DIRECTIONS ::
Starting at the line that contains "--target stone building" and ending at the last line of the records below, write out those lines as a numbered list, leaving out any blank lines.

PROVIDED DATA ::
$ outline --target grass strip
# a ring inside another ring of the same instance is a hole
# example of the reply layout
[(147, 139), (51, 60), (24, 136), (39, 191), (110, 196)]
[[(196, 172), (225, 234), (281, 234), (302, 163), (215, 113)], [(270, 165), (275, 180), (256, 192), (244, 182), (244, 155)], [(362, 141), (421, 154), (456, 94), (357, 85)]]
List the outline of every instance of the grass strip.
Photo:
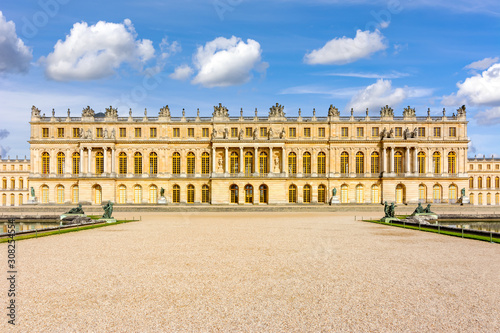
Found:
[(448, 236), (453, 236), (453, 237), (475, 239), (475, 240), (480, 240), (480, 241), (485, 241), (485, 242), (493, 242), (493, 243), (500, 244), (500, 238), (496, 238), (496, 237), (490, 238), (489, 236), (472, 235), (472, 234), (468, 234), (466, 230), (464, 230), (463, 234), (462, 234), (462, 232), (444, 231), (444, 230), (439, 231), (436, 229), (430, 229), (430, 228), (422, 227), (422, 225), (419, 228), (417, 226), (412, 226), (412, 225), (386, 223), (386, 222), (382, 222), (382, 221), (378, 221), (378, 220), (363, 220), (363, 222), (378, 223), (378, 224), (383, 224), (383, 225), (389, 225), (392, 227), (413, 229), (413, 230), (419, 230), (419, 231), (425, 231), (425, 232), (432, 232), (432, 233), (440, 234), (440, 235), (448, 235)]
[[(34, 234), (28, 234), (28, 235), (19, 235), (15, 236), (14, 240), (24, 240), (24, 239), (30, 239), (30, 238), (40, 238), (40, 237), (45, 237), (45, 236), (52, 236), (52, 235), (59, 235), (59, 234), (66, 234), (68, 232), (75, 232), (75, 231), (81, 231), (81, 230), (89, 230), (89, 229), (95, 229), (95, 228), (101, 228), (101, 227), (107, 227), (110, 225), (117, 225), (117, 224), (122, 224), (122, 223), (128, 223), (128, 222), (135, 222), (138, 220), (120, 220), (116, 221), (113, 223), (102, 223), (102, 224), (92, 224), (92, 225), (78, 225), (75, 226), (74, 228), (68, 228), (68, 229), (57, 229), (57, 230), (50, 230), (50, 231), (40, 231), (38, 233)], [(7, 243), (9, 241), (9, 237), (0, 239), (0, 244), (1, 243)]]

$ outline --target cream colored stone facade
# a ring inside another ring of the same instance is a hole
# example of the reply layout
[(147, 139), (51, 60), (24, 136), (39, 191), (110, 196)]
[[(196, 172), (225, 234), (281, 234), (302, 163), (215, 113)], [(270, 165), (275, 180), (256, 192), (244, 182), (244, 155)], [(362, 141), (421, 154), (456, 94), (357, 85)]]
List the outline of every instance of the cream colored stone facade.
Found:
[[(467, 120), (456, 114), (31, 117), (30, 186), (39, 203), (167, 204), (455, 202), (467, 188)], [(156, 160), (156, 162), (155, 162)]]

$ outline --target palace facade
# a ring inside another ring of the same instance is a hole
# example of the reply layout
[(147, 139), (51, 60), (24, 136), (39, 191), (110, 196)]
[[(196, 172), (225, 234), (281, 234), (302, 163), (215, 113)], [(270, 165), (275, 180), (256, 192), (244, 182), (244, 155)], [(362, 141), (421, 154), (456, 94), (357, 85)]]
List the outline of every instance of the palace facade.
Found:
[[(2, 205), (25, 204), (28, 181), (39, 204), (158, 204), (162, 194), (167, 204), (326, 204), (333, 189), (341, 203), (454, 203), (462, 188), (474, 204), (498, 204), (498, 177), (482, 201), (469, 178), (484, 161), (467, 159), (465, 107), (439, 117), (388, 106), (377, 117), (333, 106), (286, 117), (279, 104), (267, 117), (230, 117), (221, 104), (212, 117), (172, 117), (168, 106), (153, 117), (112, 107), (45, 117), (33, 106), (30, 124), (30, 160), (1, 161), (22, 168), (2, 176), (1, 191), (12, 177), (20, 187), (2, 193)], [(482, 171), (500, 175), (490, 164)]]

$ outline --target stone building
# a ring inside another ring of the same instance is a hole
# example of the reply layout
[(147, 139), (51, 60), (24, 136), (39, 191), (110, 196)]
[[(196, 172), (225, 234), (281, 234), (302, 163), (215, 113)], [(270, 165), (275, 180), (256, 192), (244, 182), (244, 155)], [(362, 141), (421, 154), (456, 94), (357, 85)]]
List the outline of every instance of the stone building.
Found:
[[(39, 203), (325, 204), (455, 202), (468, 188), (465, 107), (456, 114), (81, 117), (31, 112), (30, 187)], [(27, 182), (26, 182), (27, 184)]]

ANSWER TO THE TASK ::
1. $ outline --target stone building
2. # a ring inside another ring of the same instance is a hole
3. # example of the reply layout
4. [(147, 139), (51, 60), (24, 136), (39, 191), (110, 196)]
5. [[(196, 172), (225, 234), (281, 234), (302, 163), (215, 113)], [(270, 165), (275, 180), (256, 192), (244, 182), (244, 155)], [(362, 141), (421, 154), (456, 94), (357, 85)]]
6. List the outline of every instance of the stone building.
7. Found:
8. [[(39, 203), (325, 204), (455, 202), (468, 188), (465, 107), (456, 114), (81, 117), (31, 112), (30, 187)], [(27, 182), (26, 182), (27, 184)]]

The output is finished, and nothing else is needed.